--- What you need to do ---
Can you reproduce the listing below word for word, every line unchanged?
__________
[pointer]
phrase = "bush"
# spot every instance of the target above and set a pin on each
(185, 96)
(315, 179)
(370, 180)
__________
--- Expected output ---
[pointer]
phrase = "bush"
# spot every instance of the target above and set a pin on each
(185, 96)
(315, 179)
(370, 180)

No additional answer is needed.